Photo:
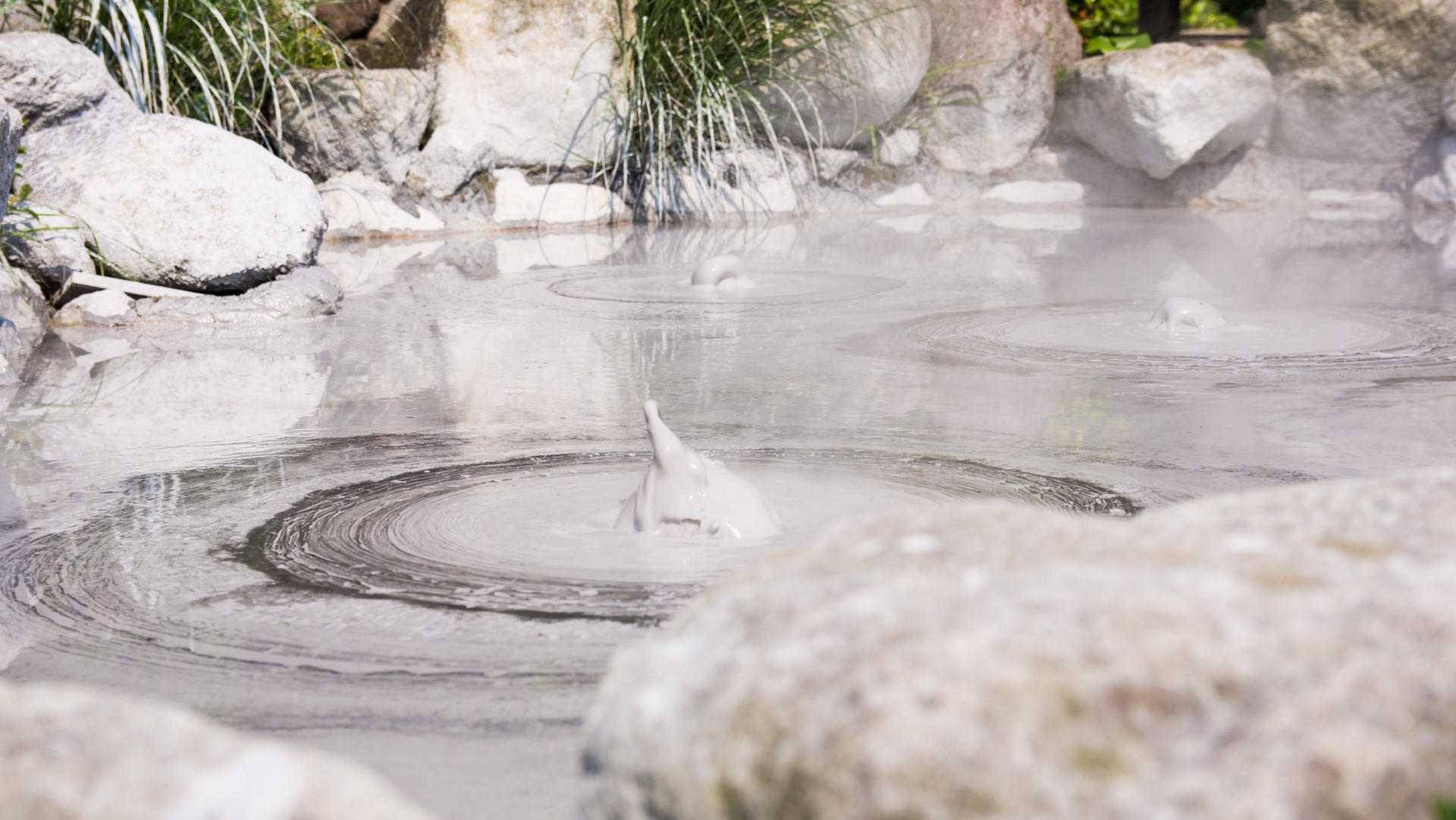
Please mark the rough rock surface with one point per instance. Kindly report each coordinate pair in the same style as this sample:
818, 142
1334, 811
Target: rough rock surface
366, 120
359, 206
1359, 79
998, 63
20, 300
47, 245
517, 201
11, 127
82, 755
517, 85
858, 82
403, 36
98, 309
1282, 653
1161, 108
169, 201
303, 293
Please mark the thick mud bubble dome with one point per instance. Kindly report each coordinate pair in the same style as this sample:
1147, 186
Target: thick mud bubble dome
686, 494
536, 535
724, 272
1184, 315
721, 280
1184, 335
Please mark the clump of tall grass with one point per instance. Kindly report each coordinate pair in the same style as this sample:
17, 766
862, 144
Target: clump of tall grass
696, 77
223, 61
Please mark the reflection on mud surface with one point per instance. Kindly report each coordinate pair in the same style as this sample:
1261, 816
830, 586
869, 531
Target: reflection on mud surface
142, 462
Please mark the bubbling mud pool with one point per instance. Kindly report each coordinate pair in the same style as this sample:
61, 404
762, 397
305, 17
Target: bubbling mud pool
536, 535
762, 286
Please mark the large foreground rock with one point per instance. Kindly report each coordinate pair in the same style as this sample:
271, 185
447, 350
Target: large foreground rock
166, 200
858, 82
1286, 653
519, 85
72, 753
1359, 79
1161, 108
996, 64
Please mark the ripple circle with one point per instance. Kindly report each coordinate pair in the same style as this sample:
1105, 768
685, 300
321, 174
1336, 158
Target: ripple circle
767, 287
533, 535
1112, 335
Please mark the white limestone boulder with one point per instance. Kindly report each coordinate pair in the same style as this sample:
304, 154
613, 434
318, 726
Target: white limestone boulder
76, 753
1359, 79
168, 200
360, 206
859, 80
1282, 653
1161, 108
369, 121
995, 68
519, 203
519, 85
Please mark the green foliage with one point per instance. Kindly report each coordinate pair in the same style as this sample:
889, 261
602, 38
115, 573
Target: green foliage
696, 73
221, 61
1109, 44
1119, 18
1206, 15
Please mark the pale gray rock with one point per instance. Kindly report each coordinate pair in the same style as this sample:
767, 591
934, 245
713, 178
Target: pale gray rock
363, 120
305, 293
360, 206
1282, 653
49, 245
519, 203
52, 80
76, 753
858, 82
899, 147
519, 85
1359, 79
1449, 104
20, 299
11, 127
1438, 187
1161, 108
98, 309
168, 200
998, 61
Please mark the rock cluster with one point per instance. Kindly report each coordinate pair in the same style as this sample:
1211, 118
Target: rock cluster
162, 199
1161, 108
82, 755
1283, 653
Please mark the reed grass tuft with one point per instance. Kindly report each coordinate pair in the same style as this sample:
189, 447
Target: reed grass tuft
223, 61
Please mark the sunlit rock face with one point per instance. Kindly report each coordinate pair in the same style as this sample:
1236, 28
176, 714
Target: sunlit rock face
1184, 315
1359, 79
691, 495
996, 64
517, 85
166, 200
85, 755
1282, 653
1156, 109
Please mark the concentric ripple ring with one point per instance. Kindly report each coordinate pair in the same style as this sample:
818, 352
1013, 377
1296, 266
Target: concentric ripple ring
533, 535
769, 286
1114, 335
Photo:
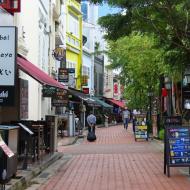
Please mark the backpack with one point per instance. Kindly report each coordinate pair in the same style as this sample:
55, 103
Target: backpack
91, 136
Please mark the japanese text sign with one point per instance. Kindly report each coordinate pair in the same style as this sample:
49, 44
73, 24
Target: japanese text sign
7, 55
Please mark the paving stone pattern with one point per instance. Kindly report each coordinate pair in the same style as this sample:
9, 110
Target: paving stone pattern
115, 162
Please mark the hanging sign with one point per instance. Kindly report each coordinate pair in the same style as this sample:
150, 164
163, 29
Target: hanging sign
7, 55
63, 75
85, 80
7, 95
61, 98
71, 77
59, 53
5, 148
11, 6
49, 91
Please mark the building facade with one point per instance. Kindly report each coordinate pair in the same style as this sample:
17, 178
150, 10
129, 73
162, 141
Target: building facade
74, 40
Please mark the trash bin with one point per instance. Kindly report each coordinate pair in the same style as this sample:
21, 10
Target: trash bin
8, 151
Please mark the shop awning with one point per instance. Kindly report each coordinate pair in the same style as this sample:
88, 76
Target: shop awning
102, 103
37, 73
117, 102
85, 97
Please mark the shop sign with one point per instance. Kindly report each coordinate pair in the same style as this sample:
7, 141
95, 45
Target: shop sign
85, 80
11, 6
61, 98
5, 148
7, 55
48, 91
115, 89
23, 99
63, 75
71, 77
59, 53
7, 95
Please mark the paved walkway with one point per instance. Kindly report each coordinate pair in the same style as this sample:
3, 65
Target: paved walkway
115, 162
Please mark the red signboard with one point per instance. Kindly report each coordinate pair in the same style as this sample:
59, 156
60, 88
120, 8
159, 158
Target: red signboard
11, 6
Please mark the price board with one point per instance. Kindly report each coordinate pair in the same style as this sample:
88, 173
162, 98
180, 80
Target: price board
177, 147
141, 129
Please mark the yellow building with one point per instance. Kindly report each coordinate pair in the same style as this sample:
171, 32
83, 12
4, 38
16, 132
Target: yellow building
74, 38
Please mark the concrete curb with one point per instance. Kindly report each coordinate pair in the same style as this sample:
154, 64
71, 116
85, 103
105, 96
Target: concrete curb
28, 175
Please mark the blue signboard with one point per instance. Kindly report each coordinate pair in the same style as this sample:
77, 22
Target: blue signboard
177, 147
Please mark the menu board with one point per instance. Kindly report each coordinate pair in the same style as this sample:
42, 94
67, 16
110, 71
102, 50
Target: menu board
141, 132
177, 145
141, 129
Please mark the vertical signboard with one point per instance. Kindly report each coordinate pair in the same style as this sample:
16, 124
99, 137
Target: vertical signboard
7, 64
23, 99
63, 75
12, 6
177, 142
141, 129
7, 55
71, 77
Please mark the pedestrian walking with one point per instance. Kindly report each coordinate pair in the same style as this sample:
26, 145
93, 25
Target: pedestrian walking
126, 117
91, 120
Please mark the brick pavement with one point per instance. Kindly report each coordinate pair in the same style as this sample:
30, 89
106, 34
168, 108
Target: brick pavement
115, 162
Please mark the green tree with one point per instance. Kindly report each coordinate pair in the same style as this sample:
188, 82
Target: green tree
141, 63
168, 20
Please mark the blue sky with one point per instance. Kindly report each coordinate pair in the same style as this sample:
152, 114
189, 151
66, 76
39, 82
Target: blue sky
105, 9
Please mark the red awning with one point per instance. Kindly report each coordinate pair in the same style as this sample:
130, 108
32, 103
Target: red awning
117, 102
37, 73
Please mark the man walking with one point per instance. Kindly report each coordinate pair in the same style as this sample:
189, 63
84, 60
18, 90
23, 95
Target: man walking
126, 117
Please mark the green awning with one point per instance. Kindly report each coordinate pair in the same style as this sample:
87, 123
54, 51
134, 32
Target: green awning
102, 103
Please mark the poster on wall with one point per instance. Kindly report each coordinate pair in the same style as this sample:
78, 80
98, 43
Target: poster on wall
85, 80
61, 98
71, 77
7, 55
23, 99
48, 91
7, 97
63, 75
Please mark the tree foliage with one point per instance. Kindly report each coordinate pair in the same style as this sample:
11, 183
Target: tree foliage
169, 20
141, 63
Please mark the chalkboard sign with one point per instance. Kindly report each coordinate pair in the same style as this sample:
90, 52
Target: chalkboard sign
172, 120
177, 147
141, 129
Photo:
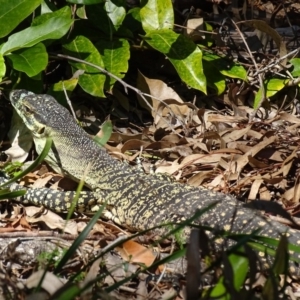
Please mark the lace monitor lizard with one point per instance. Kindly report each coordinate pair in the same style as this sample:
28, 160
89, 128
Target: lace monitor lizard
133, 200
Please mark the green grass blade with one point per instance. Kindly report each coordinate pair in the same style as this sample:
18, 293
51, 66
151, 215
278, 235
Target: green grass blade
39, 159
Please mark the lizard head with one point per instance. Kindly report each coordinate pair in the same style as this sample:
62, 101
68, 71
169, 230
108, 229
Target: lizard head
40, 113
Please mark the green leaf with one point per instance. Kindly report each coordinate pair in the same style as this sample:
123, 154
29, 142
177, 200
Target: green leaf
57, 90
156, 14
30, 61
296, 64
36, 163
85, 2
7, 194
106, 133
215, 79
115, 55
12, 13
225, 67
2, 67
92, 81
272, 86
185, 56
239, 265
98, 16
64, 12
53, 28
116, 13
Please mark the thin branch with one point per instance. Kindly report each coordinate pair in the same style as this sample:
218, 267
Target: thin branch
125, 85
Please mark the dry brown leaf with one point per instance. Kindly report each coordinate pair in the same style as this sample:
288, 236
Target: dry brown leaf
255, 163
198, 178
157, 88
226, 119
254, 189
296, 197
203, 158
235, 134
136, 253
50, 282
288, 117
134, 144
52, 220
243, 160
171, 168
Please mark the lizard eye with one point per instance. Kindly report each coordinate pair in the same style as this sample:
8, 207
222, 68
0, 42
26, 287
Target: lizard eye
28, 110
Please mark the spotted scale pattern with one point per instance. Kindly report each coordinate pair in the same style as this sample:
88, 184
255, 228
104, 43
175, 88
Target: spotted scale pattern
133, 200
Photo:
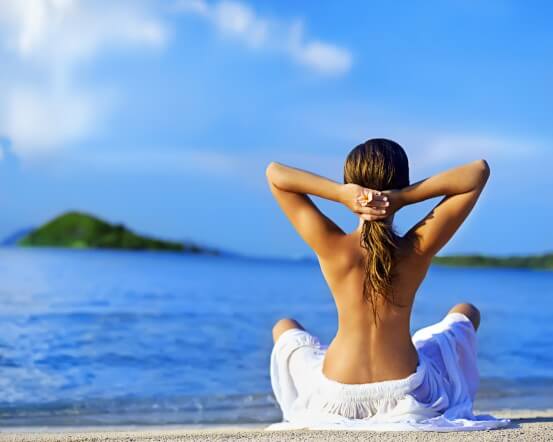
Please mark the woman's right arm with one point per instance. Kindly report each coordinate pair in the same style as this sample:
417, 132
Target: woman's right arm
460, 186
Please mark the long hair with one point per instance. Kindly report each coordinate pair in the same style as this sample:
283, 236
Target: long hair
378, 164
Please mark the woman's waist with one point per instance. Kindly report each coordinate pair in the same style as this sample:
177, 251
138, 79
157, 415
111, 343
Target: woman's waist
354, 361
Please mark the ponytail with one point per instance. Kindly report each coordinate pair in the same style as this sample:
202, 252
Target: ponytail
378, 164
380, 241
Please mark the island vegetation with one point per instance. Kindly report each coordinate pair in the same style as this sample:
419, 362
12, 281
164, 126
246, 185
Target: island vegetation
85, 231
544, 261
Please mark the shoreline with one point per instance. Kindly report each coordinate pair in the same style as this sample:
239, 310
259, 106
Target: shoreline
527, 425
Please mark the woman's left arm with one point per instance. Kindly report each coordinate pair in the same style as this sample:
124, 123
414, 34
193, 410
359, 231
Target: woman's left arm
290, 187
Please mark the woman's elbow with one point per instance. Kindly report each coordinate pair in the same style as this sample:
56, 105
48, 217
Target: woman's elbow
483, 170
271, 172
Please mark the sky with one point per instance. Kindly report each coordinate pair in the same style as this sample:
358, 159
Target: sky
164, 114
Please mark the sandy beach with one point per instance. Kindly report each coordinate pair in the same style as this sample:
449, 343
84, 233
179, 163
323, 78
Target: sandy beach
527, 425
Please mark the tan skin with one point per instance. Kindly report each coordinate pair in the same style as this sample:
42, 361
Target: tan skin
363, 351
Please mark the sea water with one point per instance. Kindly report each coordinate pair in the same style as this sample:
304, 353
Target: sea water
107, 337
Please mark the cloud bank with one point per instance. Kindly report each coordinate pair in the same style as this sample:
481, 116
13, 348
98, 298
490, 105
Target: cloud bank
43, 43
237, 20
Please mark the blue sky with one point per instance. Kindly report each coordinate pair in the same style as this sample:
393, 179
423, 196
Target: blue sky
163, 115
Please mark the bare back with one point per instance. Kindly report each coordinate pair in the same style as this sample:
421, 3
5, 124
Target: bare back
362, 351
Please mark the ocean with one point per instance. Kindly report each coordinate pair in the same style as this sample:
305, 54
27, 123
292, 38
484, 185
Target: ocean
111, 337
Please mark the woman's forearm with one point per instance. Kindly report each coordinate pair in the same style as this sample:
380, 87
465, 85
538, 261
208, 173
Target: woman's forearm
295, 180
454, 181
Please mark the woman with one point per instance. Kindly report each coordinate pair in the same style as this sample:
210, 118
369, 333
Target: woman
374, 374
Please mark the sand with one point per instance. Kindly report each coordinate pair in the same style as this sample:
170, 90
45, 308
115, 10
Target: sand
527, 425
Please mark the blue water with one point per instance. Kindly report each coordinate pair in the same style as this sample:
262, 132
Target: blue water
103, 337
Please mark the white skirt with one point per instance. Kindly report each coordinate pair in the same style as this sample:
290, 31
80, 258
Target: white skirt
# # #
Your output consists solely of the lines from the one with "Please mark the woman with" through the last line, copied exactly.

Please mark the woman with one point per instance. Kindly report each coordinate pair in the same style as this sample:
210, 118
369, 333
Target: woman
374, 374
Please mark the sand with one point per instance. Kindly report each coordinate pair in the same style as this sample:
170, 90
45, 308
115, 10
Target: sand
527, 425
Please mark the blue water with one point per instance. Kindly report each coordinate pair in the same style as this sample:
262, 132
Target: blue water
103, 337
Please mark the white skirt with one point per instance. Kindly report each coordinate pair in the same style as this sample:
290, 31
80, 258
Target: white skirt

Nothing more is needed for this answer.